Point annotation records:
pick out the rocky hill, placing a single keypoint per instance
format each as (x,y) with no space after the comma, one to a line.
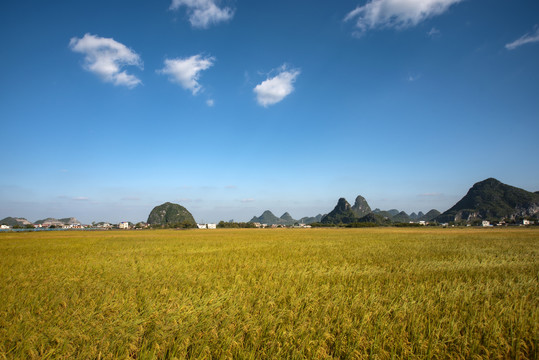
(169,214)
(492,200)
(341,214)
(429,216)
(12,221)
(267,217)
(361,207)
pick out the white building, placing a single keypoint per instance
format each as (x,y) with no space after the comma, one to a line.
(207,226)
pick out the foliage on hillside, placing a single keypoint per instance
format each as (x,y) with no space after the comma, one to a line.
(270,294)
(492,200)
(341,214)
(169,214)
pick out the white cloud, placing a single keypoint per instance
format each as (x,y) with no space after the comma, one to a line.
(396,13)
(524,39)
(106,57)
(186,71)
(414,77)
(433,32)
(275,89)
(203,13)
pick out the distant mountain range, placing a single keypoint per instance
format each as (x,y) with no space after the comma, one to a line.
(486,200)
(14,222)
(286,219)
(170,214)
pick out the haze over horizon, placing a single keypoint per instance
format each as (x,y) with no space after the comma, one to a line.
(232,107)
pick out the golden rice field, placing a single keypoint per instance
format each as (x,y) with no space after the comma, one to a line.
(270,294)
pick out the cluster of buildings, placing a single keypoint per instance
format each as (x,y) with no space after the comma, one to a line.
(263,226)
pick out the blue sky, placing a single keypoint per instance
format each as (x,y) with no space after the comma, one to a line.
(109,108)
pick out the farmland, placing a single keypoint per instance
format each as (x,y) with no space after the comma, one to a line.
(283,293)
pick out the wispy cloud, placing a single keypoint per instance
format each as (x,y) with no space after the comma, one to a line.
(106,57)
(186,71)
(80,198)
(274,89)
(203,13)
(433,33)
(430,195)
(397,14)
(524,39)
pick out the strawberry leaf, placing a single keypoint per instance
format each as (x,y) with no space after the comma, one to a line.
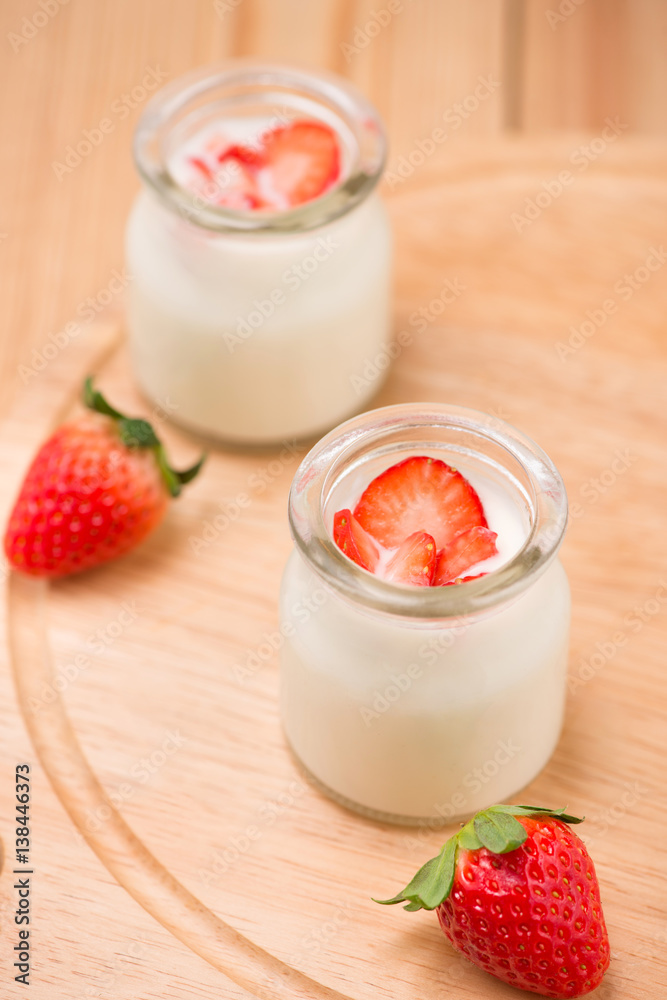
(498,831)
(432,884)
(468,839)
(535,811)
(134,432)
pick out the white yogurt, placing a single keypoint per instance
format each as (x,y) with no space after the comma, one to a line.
(255,335)
(412,721)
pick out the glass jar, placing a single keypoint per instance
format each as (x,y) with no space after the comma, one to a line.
(422,704)
(256,326)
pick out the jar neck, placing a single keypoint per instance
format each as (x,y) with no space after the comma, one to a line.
(275,94)
(374,441)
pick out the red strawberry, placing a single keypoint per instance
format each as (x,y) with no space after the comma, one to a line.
(351,539)
(94,490)
(413,561)
(419,494)
(303,159)
(463,579)
(516,893)
(465,550)
(242,154)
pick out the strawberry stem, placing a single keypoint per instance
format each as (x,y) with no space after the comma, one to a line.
(134,432)
(495,829)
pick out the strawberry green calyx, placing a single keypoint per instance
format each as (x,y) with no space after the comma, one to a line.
(137,433)
(496,828)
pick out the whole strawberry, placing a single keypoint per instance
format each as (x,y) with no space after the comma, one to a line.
(95,489)
(516,892)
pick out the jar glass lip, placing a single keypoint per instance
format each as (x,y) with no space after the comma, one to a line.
(347,446)
(324,95)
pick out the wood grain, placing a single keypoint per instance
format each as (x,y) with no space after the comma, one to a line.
(225,812)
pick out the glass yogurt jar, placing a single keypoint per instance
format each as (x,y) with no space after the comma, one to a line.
(414,704)
(260,269)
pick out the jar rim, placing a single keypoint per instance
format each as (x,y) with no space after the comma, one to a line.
(235,77)
(314,541)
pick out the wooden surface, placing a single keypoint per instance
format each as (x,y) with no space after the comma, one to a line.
(228,860)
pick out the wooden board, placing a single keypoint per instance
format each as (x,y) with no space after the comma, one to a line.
(213,856)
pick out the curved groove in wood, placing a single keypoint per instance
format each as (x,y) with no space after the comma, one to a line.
(124,855)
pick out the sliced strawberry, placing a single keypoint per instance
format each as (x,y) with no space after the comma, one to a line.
(356,543)
(414,561)
(202,167)
(303,160)
(465,550)
(419,494)
(242,154)
(238,189)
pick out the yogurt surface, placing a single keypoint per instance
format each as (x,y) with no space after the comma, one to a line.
(417,722)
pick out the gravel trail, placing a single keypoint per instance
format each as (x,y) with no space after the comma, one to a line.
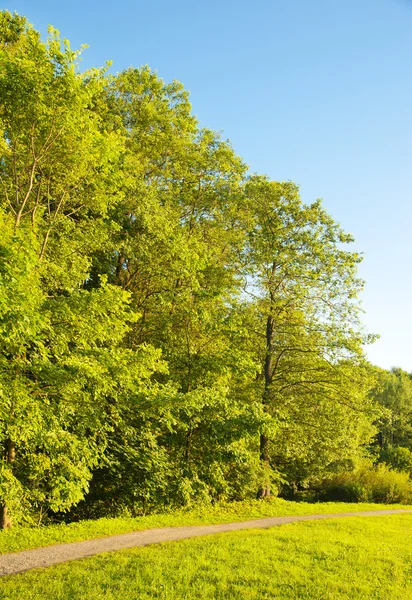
(59,553)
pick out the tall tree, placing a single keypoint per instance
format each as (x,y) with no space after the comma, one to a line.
(304,323)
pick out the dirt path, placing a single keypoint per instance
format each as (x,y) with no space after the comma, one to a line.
(51,555)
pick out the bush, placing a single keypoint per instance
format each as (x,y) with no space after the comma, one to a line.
(367,484)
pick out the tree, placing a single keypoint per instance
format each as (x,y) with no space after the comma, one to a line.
(304,327)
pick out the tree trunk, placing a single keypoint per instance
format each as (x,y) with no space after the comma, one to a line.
(264,491)
(9,455)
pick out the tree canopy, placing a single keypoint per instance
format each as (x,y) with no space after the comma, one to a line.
(174,330)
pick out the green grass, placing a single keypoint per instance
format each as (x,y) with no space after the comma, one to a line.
(23,538)
(353,558)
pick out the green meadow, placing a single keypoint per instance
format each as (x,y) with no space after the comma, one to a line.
(351,558)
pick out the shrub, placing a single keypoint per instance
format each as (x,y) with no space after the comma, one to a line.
(367,484)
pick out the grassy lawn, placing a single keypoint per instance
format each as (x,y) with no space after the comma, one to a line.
(22,538)
(352,558)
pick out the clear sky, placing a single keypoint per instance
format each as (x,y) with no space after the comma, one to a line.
(318,92)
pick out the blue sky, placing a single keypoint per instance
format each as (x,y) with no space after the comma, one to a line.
(318,92)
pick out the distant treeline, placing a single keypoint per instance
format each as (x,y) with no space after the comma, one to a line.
(173,330)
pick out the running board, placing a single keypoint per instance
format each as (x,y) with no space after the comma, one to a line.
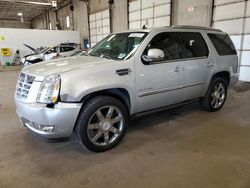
(164,108)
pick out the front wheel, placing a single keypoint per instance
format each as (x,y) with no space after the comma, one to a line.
(216,95)
(102,123)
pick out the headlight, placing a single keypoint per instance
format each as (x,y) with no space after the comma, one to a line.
(49,90)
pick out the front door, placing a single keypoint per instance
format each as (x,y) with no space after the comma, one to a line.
(160,83)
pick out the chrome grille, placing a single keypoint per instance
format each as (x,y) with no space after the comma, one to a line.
(23,86)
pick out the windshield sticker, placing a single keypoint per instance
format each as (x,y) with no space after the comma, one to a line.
(121,55)
(139,35)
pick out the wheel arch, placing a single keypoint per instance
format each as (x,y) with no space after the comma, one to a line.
(223,74)
(119,93)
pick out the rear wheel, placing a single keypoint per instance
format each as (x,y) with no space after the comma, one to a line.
(216,95)
(102,123)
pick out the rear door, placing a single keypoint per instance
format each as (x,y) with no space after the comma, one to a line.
(198,63)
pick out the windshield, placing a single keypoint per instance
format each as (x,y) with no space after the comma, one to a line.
(119,46)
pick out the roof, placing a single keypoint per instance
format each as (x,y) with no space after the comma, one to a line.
(175,27)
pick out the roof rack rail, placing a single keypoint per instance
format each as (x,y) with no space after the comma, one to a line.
(195,27)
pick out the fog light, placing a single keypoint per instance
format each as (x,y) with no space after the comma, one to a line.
(46,128)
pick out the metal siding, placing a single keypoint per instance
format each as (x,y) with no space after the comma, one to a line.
(153,13)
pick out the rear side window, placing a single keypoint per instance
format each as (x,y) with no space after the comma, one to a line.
(223,44)
(193,45)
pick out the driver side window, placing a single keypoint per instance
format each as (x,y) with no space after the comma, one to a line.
(168,43)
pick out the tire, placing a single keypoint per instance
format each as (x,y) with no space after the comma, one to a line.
(102,123)
(216,95)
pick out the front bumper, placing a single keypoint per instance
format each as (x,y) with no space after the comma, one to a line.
(62,118)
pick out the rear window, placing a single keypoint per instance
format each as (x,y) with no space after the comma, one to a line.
(223,44)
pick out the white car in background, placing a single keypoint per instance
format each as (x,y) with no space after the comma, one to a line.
(61,50)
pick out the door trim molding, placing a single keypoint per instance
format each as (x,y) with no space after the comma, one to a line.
(158,91)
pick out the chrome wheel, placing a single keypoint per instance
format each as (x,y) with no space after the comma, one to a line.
(218,95)
(105,126)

▶ CHALLENGE
Reproduce nothing but the lines from the line containing "pick out the fog" to the last line of the data, each exactly as written.

▶ COMPLETE OUTPUT
pick out the fog light, placing a single keypoint per instance
format each as (x,y) with no space after the comma, one to a line.
(46,128)
pick out the metal siding, placing a single keypoint per instance
format each as (x,y) with no space after the comma, one to a line.
(153,13)
pick out the rear side window, placing a single keypoint per instance
format each as (x,y) with no space after the comma, one to a line.
(223,44)
(193,45)
pick out the driver side window, placing a single keypoint per instance
format each as (x,y) with no space after the comma, one to a line.
(168,43)
pick out the tire, placing a single keypoint per instance
format each as (x,y) with no space after the comma, one to a line.
(102,123)
(216,95)
pick out the front bumper, placing a single keypoint per instance
format each as (x,y) with no space after the comma, one to a line.
(62,118)
pick out the rear window, placing a single keypoint per instance
format each as (x,y) with no space after the comma, one to a line.
(223,44)
pick out the white car in background, placing a single keypoint per instance
format each as (x,y) with no space after the comma, one to a line.
(61,50)
pick out the door trim molding, placing a single keypoint per instance
format each as (x,y) with no space after the comma, one to a line.
(158,91)
pick out the chrome wheel, placing a single keypoint per instance
format each as (x,y) with no space after the comma, one to a line.
(218,95)
(105,126)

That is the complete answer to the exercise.